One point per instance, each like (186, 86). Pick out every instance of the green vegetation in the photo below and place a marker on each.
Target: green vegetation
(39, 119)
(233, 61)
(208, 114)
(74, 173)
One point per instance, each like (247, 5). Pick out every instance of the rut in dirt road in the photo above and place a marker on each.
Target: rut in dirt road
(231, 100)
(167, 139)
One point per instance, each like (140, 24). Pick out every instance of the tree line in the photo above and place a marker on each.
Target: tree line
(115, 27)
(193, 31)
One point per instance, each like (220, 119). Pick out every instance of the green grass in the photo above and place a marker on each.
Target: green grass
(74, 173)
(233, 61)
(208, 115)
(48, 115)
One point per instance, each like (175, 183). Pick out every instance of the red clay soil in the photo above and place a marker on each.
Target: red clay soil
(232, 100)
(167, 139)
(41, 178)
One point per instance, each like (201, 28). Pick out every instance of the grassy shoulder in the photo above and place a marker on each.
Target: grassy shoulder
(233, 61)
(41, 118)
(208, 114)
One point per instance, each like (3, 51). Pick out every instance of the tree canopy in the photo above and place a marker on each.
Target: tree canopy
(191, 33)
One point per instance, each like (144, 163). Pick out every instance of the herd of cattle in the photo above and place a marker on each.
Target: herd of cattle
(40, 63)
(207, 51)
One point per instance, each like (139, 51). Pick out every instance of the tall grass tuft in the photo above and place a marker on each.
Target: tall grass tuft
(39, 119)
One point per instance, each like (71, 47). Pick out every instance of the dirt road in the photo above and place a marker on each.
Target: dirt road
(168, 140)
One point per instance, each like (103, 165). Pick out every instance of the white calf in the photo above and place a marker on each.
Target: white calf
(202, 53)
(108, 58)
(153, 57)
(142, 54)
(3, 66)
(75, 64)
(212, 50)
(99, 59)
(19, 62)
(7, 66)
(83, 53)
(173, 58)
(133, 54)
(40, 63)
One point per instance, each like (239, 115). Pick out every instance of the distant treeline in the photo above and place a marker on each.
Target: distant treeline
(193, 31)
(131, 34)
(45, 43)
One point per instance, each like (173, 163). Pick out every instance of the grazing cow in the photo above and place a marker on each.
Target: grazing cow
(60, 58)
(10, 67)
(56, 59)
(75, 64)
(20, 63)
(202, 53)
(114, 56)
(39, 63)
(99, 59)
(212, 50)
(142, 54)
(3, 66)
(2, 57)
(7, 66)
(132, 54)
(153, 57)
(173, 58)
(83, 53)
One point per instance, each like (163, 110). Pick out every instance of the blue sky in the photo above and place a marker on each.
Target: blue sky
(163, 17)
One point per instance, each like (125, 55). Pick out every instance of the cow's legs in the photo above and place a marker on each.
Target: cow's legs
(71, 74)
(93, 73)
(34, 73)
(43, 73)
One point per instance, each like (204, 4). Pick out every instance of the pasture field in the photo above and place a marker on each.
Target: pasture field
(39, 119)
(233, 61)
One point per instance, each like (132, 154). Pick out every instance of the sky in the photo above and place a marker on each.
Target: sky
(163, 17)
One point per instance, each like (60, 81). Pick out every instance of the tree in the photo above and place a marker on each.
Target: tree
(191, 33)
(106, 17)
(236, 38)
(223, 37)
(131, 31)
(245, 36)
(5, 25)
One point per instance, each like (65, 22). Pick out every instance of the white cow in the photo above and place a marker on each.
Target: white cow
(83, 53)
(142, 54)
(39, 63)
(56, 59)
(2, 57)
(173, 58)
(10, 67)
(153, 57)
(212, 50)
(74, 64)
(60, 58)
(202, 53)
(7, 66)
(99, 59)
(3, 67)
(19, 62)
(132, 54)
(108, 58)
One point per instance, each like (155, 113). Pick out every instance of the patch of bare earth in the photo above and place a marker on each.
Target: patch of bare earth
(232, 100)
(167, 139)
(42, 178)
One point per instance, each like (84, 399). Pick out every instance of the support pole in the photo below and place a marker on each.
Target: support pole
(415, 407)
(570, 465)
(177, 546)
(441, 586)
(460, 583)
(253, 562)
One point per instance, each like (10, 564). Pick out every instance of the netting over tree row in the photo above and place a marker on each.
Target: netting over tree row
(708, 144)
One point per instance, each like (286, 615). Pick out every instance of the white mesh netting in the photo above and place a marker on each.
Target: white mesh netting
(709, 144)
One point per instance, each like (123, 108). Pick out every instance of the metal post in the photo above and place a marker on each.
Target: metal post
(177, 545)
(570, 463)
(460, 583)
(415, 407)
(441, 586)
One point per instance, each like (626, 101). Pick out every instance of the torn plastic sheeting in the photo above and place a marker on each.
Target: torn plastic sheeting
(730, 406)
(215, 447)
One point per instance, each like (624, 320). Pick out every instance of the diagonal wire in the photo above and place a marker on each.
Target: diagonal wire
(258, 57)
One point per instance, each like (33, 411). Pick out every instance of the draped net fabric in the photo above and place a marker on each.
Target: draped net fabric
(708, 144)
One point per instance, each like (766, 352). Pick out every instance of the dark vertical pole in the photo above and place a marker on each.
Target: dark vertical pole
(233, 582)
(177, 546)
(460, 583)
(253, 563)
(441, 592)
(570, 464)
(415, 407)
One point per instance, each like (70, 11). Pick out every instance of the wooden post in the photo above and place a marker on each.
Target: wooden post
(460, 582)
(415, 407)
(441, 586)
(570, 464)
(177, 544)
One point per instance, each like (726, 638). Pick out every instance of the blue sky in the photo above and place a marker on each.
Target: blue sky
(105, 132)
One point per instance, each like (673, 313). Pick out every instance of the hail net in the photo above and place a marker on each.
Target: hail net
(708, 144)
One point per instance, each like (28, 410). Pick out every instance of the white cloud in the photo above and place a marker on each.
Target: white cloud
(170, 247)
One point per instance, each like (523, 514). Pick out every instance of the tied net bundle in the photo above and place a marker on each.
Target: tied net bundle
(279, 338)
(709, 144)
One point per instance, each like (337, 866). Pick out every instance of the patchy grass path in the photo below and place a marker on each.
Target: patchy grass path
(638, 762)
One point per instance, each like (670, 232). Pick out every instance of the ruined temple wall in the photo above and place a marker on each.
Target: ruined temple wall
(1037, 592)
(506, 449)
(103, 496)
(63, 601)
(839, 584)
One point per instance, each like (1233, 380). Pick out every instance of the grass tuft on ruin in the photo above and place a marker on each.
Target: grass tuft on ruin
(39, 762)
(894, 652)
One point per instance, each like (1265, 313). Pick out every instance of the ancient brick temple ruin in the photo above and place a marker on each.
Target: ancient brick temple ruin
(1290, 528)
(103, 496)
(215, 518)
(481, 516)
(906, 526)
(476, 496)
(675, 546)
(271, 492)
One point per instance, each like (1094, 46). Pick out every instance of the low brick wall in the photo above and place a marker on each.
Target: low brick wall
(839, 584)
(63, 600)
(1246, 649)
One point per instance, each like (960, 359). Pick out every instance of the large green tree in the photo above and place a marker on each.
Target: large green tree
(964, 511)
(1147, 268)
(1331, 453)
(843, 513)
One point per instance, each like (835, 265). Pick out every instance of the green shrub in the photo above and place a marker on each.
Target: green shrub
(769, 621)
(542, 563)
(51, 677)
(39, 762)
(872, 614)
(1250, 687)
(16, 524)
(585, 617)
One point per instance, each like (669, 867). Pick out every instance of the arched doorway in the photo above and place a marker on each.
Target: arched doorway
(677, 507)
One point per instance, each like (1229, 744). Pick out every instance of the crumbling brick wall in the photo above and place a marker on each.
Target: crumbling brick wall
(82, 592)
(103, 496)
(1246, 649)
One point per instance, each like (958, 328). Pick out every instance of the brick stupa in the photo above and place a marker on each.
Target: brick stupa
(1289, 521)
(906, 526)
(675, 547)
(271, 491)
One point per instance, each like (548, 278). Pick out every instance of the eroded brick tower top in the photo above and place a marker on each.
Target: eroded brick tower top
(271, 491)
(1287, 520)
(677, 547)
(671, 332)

+-------+

**AIM:** Rewrite all of the material above, changing "place a marker on each" to "put a dot on each" everywhere it occurs and leaving everything else unchanged.

**TASK SOLUTION:**
One point per instance, each like (186, 86). Pick out every instance of the green vegetation in the photo below and put a dot on each.
Target: green vegetation
(39, 119)
(233, 61)
(208, 114)
(74, 173)
One point per instance, each like (247, 5). Pick out every instance of the rut in dirt road in the photo above and put a dot on each.
Target: rut in dirt road
(231, 100)
(167, 139)
One point per instance, each like (140, 24). Pick out every instance of the tree line in the photo above and put a dot on each.
Target: tree line
(115, 27)
(193, 31)
One point per instance, each like (220, 119). Pick out every instance of the green grass in the photo above and put a dot on each.
Target: green grass
(74, 173)
(233, 61)
(208, 115)
(48, 115)
One point per instance, each like (175, 183). Pick out every instance of the red clay soil in the photo above and put a dot on each.
Target: red clay soil
(232, 100)
(167, 139)
(41, 178)
One point per instance, each like (201, 28). Pick out every instance of the grassy shoulder in the photo above and put a dot on each.
Target: grassy shoulder
(233, 61)
(41, 118)
(208, 114)
One point per instance, each like (3, 51). Pick out every instance of the tree canopy in the photo above and put a dot on each.
Target: tree canopy
(191, 33)
One point per instance, each like (144, 163). Pick out every instance of the herd of cattle in the photo above and put a dot on each.
Target: herd of cattle
(40, 63)
(207, 51)
One point per instance, each like (139, 51). Pick out every instance of the tall grass tuft in the photo above and put a dot on each.
Target: tall grass tuft
(39, 119)
One point per instance, each like (71, 47). Pick out every instance of the dirt road in the photo above and put a dot on each.
Target: dirt road
(168, 140)
One point per instance, each like (103, 165). Pick out every instance of the white calf in the photo above and put a dot on each.
Target: white calf
(202, 53)
(108, 58)
(153, 57)
(142, 54)
(3, 66)
(75, 64)
(212, 50)
(99, 59)
(19, 62)
(7, 66)
(83, 53)
(173, 58)
(133, 54)
(40, 63)
One point per instance, each like (239, 115). Pick out every instance of the distant treeline in the photo above and put a dot on each.
Target: distant treeline
(193, 31)
(131, 34)
(45, 43)
One point per instance, each like (173, 163). Pick out every instance of the grazing cow in the photo above and put a dot on each.
Target: grazing cow
(60, 58)
(10, 67)
(56, 59)
(75, 64)
(20, 63)
(202, 53)
(114, 56)
(39, 63)
(99, 59)
(212, 50)
(142, 54)
(3, 66)
(2, 57)
(7, 66)
(132, 54)
(153, 57)
(173, 58)
(83, 53)
One point per instance, each like (163, 110). Pick out every instance of the blue sky in the photo above and put a dot on each.
Target: blue sky
(163, 17)
One point per instance, each like (125, 55). Pick out every instance of the cow's legs in the photo above and put a dot on each.
Target: cow's legs
(71, 74)
(93, 73)
(34, 73)
(43, 73)
One point per instance, each like (204, 4). Pick out every instance of the pasture field in the photo above and put a dot on each.
Target: pasture field
(39, 119)
(233, 61)
One point per instance, each like (132, 154). Pick out every instance of the sky in the photo above and put a dot on each.
Target: sky
(163, 17)
One point per instance, each like (60, 81). Pick out every instance of the tree in the photo above and put a dot on each.
Target: tree
(191, 33)
(106, 17)
(236, 38)
(223, 37)
(131, 31)
(245, 36)
(5, 25)
One point per instance, each like (65, 22). Pick out every instance of the white cow in the photo above and put a dot on each.
Target: white cow
(83, 53)
(142, 54)
(39, 63)
(56, 59)
(2, 57)
(173, 58)
(10, 67)
(153, 57)
(212, 50)
(74, 64)
(60, 58)
(202, 53)
(7, 66)
(99, 59)
(3, 67)
(19, 62)
(132, 54)
(108, 58)
One point per instance, each like (155, 113). Pick out every instance of the patch of bare earth in the photo above and put a dot on each.
Target: patch of bare earth
(232, 100)
(167, 139)
(42, 178)
One point per instance, each like (84, 399). Pick out every instance of the support pole in the photo below and put a dot on each.
Target: support pole
(415, 407)
(570, 465)
(177, 546)
(441, 586)
(460, 583)
(253, 562)
One point per instance, each like (10, 564). Pick out every instance of the netting over tree row in the photo above and put a dot on each.
Target: netting over tree row
(708, 144)
One point per instance, each like (286, 615). Pick out every instance of the white mesh netting in the photo above and put a dot on each.
Target: white mesh netting
(709, 144)
One point per instance, each like (123, 108). Pick out every instance of the metal post in the photo above and put a dot on each.
Target: metal post
(177, 545)
(570, 463)
(460, 583)
(415, 407)
(441, 586)
One point per instance, each like (626, 101). Pick out every instance of the torn plastic sheeting in the photo above and put a dot on each.
Target: torn plastic sheeting
(730, 406)
(215, 447)
One point per instance, each like (624, 320). Pick out every instance of the diagonal wire in the photo above and put a dot on each.
Target: diagonal wire
(258, 57)
One point per instance, each like (33, 411). Pick out every instance of the draped net fabric in the photo above and put a dot on each.
Target: draped net fabric
(708, 144)
One point per instance, each like (766, 352). Pick out every instance of the dark vertical pole in the photo above and put a dot on each.
Target: dark vertical pole
(233, 582)
(177, 546)
(460, 583)
(253, 563)
(441, 592)
(570, 464)
(415, 407)
One point per instance, each like (70, 11). Pick out every instance of the wooden post in the photo above and put a dot on each.
Target: wooden post
(460, 582)
(415, 407)
(441, 586)
(570, 464)
(177, 544)
One point per instance, each like (726, 638). Pick out every instance of the blue sky in the photo above and put a dot on each.
Target: blue sky
(105, 132)
One point per instance, each like (673, 313). Pick out every instance of the hail net in the photo above and put a dot on each.
Target: hail net
(708, 144)
One point per instance, each like (28, 410). Pick out every instance of the white cloud in the photo above and put a dot on each.
Target: white cloud
(170, 247)
One point per instance, each like (523, 514). Pick out every instance of the tied net bundle in the photo above and put a dot on each.
Target: tied net bundle
(279, 338)
(709, 144)
One point per instance, each like (337, 866). Pick out every instance of the patchy grass path in the photo below and put a dot on each.
Target: patchy grass path
(638, 762)
One point per instance, each like (670, 232). Pick out every instance of the ruined temple wall in the photo above and put a dot on each.
Target: ruined temple wall
(1037, 592)
(506, 449)
(103, 496)
(63, 601)
(839, 584)
One point per instance, each like (1233, 380). Pick out every instance of the grass tuft on ruin in the photo above and put a dot on each.
Target: grass tuft on ruin
(39, 762)
(894, 652)
One point per instance, each like (1265, 313). Pick out every instance of the ancient brick temple ruin in the photo above and put a dot on each.
Target: ancient brick temple ruin
(1290, 528)
(103, 496)
(215, 518)
(481, 516)
(906, 526)
(476, 496)
(675, 546)
(271, 492)
One point per instance, each like (1094, 46). Pick out every instance of the low brick wall in the photo above and put a dot on each.
Target: low brick wall
(839, 584)
(63, 600)
(1246, 649)
One point per instance, each like (960, 359). Pick out every instance of the large green tree in the photo above and put a dot on each.
Target: large green tree
(964, 511)
(1147, 268)
(1331, 453)
(843, 513)
One point per instance, each like (835, 265). Pick out every instance of the green shrub in the photo above and put a dot on each.
Target: green shrub
(769, 621)
(542, 563)
(51, 677)
(39, 762)
(872, 614)
(1250, 687)
(16, 524)
(585, 617)
One point per instance, each like (669, 867). Pick out every instance of the arched doorway in the photo above and put a dot on each.
Target: arched doorway
(677, 507)
One point per instance, each like (1229, 744). Pick out every instance of the crumbling brick wall in the photo above and put a dot on each.
Target: crumbling brick wall
(82, 592)
(103, 496)
(1246, 649)
One point per instance, each like (958, 328). Pick out every instance of the brick stupa in the photo above and put a dot on each.
Target: brick stupa
(1289, 521)
(906, 526)
(675, 547)
(271, 491)
One point per instance, each like (548, 278). Pick out every instance of the eroded brick tower top in the photo above and put a dot on each.
Target: eroded brick tower top
(271, 491)
(1287, 520)
(677, 547)
(671, 332)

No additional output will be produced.